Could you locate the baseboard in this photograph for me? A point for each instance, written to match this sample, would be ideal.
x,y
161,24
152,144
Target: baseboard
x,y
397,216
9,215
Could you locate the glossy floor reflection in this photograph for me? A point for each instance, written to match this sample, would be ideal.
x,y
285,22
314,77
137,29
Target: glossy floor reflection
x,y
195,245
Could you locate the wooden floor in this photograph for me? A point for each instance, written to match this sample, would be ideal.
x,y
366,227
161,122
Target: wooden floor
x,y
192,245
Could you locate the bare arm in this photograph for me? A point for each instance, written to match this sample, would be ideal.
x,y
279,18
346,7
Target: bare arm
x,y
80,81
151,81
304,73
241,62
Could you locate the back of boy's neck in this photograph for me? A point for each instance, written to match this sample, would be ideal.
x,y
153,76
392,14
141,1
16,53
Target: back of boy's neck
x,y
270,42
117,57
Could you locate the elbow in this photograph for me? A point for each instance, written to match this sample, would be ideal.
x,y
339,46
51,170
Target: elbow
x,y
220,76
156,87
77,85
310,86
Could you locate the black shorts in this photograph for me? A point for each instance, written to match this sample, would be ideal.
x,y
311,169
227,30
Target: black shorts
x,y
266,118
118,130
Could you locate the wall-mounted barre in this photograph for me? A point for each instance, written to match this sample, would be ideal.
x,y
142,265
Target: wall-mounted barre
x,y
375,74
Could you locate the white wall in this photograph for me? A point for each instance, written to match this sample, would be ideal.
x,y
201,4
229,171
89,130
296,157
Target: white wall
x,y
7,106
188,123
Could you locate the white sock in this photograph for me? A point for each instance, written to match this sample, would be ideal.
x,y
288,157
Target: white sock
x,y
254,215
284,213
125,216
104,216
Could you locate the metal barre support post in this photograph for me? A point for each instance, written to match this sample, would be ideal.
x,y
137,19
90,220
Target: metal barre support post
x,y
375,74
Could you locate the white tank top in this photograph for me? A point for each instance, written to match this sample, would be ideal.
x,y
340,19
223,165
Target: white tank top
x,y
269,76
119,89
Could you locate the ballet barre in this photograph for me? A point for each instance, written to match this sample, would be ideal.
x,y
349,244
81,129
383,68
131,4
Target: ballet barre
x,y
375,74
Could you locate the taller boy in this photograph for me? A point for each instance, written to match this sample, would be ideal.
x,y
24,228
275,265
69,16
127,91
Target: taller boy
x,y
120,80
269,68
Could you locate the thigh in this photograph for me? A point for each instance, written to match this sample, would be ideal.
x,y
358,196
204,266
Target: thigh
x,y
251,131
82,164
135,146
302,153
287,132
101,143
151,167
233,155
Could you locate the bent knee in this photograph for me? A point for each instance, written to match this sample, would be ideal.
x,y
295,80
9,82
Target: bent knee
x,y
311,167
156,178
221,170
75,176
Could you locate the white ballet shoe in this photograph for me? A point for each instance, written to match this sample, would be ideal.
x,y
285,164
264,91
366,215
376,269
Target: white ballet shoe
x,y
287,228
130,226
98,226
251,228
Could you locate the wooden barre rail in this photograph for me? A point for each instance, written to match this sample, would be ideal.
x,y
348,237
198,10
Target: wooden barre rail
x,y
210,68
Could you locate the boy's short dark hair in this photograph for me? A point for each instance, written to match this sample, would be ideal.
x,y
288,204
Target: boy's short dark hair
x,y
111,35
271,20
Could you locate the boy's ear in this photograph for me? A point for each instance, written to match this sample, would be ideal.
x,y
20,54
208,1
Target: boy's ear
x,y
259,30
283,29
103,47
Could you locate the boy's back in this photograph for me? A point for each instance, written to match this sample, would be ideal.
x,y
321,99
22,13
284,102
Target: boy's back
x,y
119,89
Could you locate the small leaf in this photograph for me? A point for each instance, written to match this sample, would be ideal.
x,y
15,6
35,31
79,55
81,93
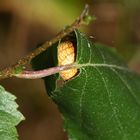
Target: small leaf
x,y
102,102
9,116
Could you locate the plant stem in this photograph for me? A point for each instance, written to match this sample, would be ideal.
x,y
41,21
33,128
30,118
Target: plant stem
x,y
43,73
20,65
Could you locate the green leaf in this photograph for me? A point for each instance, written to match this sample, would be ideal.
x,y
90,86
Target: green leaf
x,y
102,102
9,116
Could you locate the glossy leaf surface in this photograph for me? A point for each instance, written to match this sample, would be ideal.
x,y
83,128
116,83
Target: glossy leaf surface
x,y
102,102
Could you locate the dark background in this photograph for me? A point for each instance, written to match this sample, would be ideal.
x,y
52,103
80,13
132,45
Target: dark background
x,y
26,23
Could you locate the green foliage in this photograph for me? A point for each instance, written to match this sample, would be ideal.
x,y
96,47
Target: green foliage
x,y
9,116
102,102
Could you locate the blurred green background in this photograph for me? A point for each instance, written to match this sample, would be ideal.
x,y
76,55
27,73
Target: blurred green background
x,y
26,23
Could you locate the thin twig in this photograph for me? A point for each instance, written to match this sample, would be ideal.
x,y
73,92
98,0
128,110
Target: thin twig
x,y
10,71
43,73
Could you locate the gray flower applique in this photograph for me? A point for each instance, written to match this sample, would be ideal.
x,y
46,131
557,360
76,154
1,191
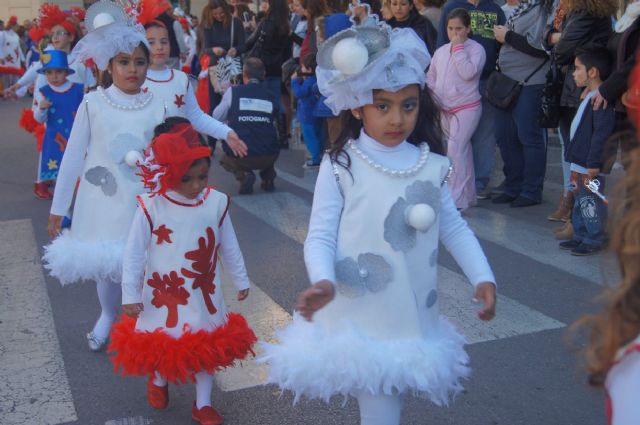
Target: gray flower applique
x,y
370,273
123,145
100,176
415,212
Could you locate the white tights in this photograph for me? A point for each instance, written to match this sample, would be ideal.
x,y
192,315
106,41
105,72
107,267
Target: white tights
x,y
379,409
109,295
204,387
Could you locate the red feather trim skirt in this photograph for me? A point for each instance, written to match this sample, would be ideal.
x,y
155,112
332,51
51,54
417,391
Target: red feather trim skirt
x,y
178,360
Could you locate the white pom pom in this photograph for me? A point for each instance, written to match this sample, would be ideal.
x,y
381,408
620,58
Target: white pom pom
x,y
132,158
350,56
420,216
102,19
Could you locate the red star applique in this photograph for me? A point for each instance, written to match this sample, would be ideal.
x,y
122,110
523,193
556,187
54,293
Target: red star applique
x,y
179,100
163,233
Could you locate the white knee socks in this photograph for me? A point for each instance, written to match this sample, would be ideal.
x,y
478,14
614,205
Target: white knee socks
x,y
204,386
379,409
109,295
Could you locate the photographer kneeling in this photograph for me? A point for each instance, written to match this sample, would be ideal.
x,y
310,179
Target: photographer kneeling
x,y
250,110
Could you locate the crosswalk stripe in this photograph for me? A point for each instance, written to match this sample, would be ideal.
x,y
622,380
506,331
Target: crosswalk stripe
x,y
34,388
264,316
456,293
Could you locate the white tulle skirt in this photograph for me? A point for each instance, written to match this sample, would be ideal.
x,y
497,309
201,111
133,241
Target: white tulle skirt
x,y
71,260
315,363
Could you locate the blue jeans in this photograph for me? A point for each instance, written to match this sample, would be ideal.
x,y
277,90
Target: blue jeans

┄┄┄┄┄┄┄┄┄┄┄┄┄┄┄┄┄┄┄┄

Exercise requirements: Repeat the entries exactly. Pictures are excluded from the copy.

Result:
Could you locate the baseboard in this photograph for me? A point for each instance, written to match this sample, would be ideal.
x,y
161,24
152,144
Target: baseboard
x,y
397,216
9,215
Could you locate the glossy floor reflection in this photograph for me? A point for each instance, written to match this sample, would be ideal.
x,y
285,22
314,77
137,29
Target: glossy floor reflection
x,y
195,245
Could you locate the wooden floor in this photograph for me? A point for each instance, written to match this sample, would be ideal.
x,y
366,227
161,122
Target: wooden floor
x,y
192,245
Could you locate the bare arm in this photograph for me? A point for each instance, written to match this sample, would be ideal.
x,y
279,18
346,7
Target: bare arm
x,y
80,81
151,81
304,73
241,62
Could you locate the back of boy's neck in this photograph for me? A point for each instance, written to match this sample, would be ideal.
x,y
153,76
392,14
141,1
16,53
Target: back of boy's neck
x,y
270,42
117,57
Could you locate the elbow in this photograph for me? A point for each instance, written to match this sample, would be ideal.
x,y
339,46
51,170
Target: elbow
x,y
220,76
156,87
77,85
310,86
Could you locate the black shorts in this photograph for me? A point for each instance, written to match this sample, would be ideal.
x,y
311,169
227,30
Target: black shorts
x,y
266,118
118,130
Could you locate the wall-mounted barre in this photograph for me? A point for each instance, written to match this sample, would be ideal.
x,y
142,265
Target: wall-mounted barre
x,y
375,74
Could you locate the white wall in this photograph for me? A point for each instance, written to match this sample, would be ideal.
x,y
201,4
229,171
89,130
296,157
Target: white wall
x,y
7,106
188,123
Could you locate the white sock in this photograph for me? A point for each instance, written to match this sample, would be ideal.
x,y
288,157
Target: white sock
x,y
254,215
284,213
125,216
104,216
Could you locate the metal barre support post in this photograph for me? A point for each instance, written to match this sample, would be ideal.
x,y
137,19
90,220
Target: metal barre support post
x,y
375,74
Could you locate the white tank top in this photograph for me? A point for each instance, written to match this sample, would be ideal.
x,y
340,19
223,165
Target: white tank top
x,y
269,76
119,89
Could you locate the ballet barre in this photograph for me? A point for each instance, written to match this sample, would be ideal.
x,y
349,244
81,129
383,68
131,4
Target: ballet barre
x,y
375,74
Could you locate the taller boy in this photograph for me? A point for each instance, written to match this sample, would be ideal.
x,y
24,228
275,265
69,16
127,91
Target: taller boy
x,y
120,80
269,68
Could you locate the thigh in this photograph for me? A point for each instance, written to match this sample, would be ideal.
x,y
358,196
204,266
Target: thigh
x,y
251,131
82,164
135,146
302,153
287,132
101,143
151,167
233,155
Could you locate the bent knee in this photograph for me? A point for each instance, written to match this sample, would be ideal.
x,y
295,80
9,82
Target: bent knee
x,y
311,167
156,178
221,170
75,176
Could you locate the white ballet shoe in this photograph for me? A point for each instance, written to match this sample, would be ideal.
x,y
285,164
264,91
366,215
376,269
Target: white ballet shoe
x,y
287,228
130,226
98,226
251,228
Could you locate the wooden barre rail in this photograph for me? A point for each instance, written to match this sample, would be ideal.
x,y
348,237
198,10
Target: wooden barre rail
x,y
210,68
Could you locate the boy's short dark hair in this photograph for me? A point for each instance, written to match this sample, would be ideal.
x,y
288,204
Target: boy's short dark hair
x,y
111,35
271,20
Could you locate the boy's ear in this photograph for me? A point for each instance, written to match this sample, would be ideal.
x,y
20,54
208,1
Target: boy's ear
x,y
259,30
283,29
103,47
Could you locate the boy's back in this photograph for me? A point for each instance, written to match this sample, would be ideal.
x,y
321,99
22,13
284,102
Target: boy's back
x,y
119,89
Could you locate the small leaf in this photograph for me? A point for each instance, written to match this sample, would be ideal.
x,y
15,6
35,31
79,55
81,93
Target: small leaf
x,y
102,102
9,116
Could you locate the plant stem in this photograph for me? A point for each instance, written to match this sample, would be ideal.
x,y
41,21
33,128
30,118
Target: plant stem
x,y
43,73
20,65
Could you locate the green leaf in this photograph for me? A point for each instance, written to match this sample, would be ideal.
x,y
90,86
Target: green leaf
x,y
102,102
9,116
Could you locate the glossy leaf surface in this photograph for me? A point for each instance, written to match this sample, would be ideal.
x,y
83,128
116,83
Target: glossy leaf surface
x,y
102,102
Could you locate the dark background in this photograph for me? A point for each instance, written to match this sample, would be ideal.
x,y
52,103
80,13
132,45
Target: dark background
x,y
26,23
Could you locate the green foliage in this photograph for me? A point for each instance, written to match this sample, would be ideal.
x,y
96,47
Target: green foliage
x,y
9,116
102,102
Could you locate the blurred green background in this photograph for me? A point for each instance, written to match this sample, would be ideal.
x,y
76,55
27,73
Target: blurred green background
x,y
26,23
Could you locate the thin twig in this photograph for me? A point for each instance, written to match this sample, would be ideal.
x,y
73,92
98,0
128,110
Target: thin twig
x,y
10,71
43,73
Could you locate the gray flower applique in this photograph for me? A point for each instance, written to match this sample, would be ideal.
x,y
46,131
557,360
76,154
1,191
Target: gray flower applique
x,y
370,273
123,145
100,176
415,212
Could you locate the white tights in this photograph for me? A point for each instance, written to match this sample, would be ideal.
x,y
192,315
106,41
105,72
107,267
Target: white tights
x,y
379,409
109,295
204,387
Could you locate the red feather trim skirt in this photograph for me? A point for each instance, written to match this sample, would be ideal.
x,y
155,112
332,51
51,54
417,391
Target: red feather trim skirt
x,y
178,360
Could you locate the white pom pom in this photograph for me? A point for each instance, written to match this sample, would be ideal.
x,y
381,408
620,58
Target: white pom pom
x,y
132,158
350,56
420,216
102,19
Could you locate the red star applique in this photograph for me? A point for each instance, written to match this sample, would be ideal.
x,y
122,110
523,193
556,187
54,293
Target: red star applique
x,y
179,100
163,233
Could you locate the white knee socks in this photograph for me? A point for each instance, written to match this sample, would be ideal.
x,y
478,14
614,205
Target: white knee socks
x,y
204,386
379,409
109,295
Could you locate the photographer kneeling in this photograph for me? A point for each instance, written to match this sample, would be ideal.
x,y
310,179
Target: photographer kneeling
x,y
250,110
Could you locate the crosswalk stripe in this photograph for me? A point for each instance, written to match this sample, would be ideal.
x,y
622,380
506,331
Target: crosswalk stripe
x,y
34,388
264,316
456,293
Could you locate the white tulle skirt in this photograph for me? A point for each instance, written to match this sample, would be ideal.
x,y
497,309
201,111
133,241
Target: white tulle skirt
x,y
71,260
315,363
Could you locate the blue jeans in this photograph for me? A point for each instance, written to match this sample, would be ideal.
x,y
277,90
Target: blue jeans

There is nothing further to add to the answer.